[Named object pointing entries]
____

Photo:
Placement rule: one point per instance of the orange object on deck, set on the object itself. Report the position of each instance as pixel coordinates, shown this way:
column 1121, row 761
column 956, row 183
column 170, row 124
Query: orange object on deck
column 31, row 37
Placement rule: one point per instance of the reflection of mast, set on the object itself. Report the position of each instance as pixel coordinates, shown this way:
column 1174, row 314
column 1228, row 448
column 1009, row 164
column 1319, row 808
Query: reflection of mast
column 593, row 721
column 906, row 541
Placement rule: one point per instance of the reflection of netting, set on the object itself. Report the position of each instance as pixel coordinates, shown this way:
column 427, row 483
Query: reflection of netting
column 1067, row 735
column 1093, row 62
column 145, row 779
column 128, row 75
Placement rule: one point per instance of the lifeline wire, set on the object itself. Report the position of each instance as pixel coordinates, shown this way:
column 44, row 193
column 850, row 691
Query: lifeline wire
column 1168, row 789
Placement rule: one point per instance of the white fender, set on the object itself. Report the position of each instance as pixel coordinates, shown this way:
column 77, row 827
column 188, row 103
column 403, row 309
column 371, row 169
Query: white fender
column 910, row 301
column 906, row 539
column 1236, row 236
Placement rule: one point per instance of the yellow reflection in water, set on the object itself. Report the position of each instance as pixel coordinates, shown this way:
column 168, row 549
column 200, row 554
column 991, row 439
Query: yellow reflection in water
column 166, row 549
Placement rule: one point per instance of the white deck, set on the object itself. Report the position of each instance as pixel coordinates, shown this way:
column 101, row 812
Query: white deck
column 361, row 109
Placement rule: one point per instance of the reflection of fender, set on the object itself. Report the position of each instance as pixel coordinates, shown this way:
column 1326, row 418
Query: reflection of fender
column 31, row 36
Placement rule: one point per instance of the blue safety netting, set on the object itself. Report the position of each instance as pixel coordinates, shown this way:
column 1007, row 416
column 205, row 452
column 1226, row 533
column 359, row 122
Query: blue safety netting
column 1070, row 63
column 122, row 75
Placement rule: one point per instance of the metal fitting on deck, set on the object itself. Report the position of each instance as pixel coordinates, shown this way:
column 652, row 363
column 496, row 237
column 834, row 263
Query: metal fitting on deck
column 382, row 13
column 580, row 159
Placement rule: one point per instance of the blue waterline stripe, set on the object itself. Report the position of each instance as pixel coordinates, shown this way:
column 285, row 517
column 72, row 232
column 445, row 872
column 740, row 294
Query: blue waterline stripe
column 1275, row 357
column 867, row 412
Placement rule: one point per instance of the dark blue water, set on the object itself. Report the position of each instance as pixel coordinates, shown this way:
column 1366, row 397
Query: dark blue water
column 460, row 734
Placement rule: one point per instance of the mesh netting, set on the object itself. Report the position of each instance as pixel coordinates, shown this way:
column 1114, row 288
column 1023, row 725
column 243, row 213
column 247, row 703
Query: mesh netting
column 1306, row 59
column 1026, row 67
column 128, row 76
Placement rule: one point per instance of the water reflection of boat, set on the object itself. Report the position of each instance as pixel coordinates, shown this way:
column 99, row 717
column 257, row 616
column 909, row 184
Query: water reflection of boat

____

*Requirements*: Repeat the records word for word, from the start of the records through the line containing "column 361, row 109", including that line.

*Exercise answer*:
Photo:
Placement rule: one point per instance of the orange object on deck, set on the object itself. Report the position of each instance as pixel coordinates, shown this way:
column 1121, row 761
column 956, row 183
column 170, row 124
Query: orange object on deck
column 31, row 37
Placement rule: one point per instance of the reflection of mast, set on the object itself. Report the position of each instance as pixel coordinates, shown this way:
column 1174, row 314
column 1228, row 448
column 1009, row 164
column 1319, row 808
Query: reflection of mast
column 593, row 721
column 906, row 541
Placement rule: one point per instance of the reflection of netting, set on the object itself. Report the position of each instance as pixel coordinates, shown this way:
column 427, row 483
Query: reflection of netting
column 1067, row 735
column 1093, row 62
column 145, row 779
column 128, row 75
Placement rule: one point per instance of the lifeline wire, set on the object itself. Report the position of each instance as pixel coordinates, shown this way:
column 44, row 193
column 850, row 691
Query: lifeline wire
column 1168, row 789
Placement rule: one point per instance of the white fender, set on the object itself. Report the position of each instance as pixel coordinates, shown this way:
column 77, row 827
column 188, row 103
column 403, row 309
column 371, row 169
Query: white fender
column 910, row 301
column 906, row 539
column 1236, row 236
Placement rule: one point per instance of the yellow reflection in water, set on the object itself. Report the position of each instance as pixel coordinates, shown this way:
column 168, row 549
column 200, row 554
column 991, row 439
Query: yellow reflection in water
column 166, row 549
Placement rule: one point per instance of the white deck, set on the object itself. Report the position of each instance as pixel coordinates, shown this way:
column 101, row 812
Query: white deck
column 361, row 109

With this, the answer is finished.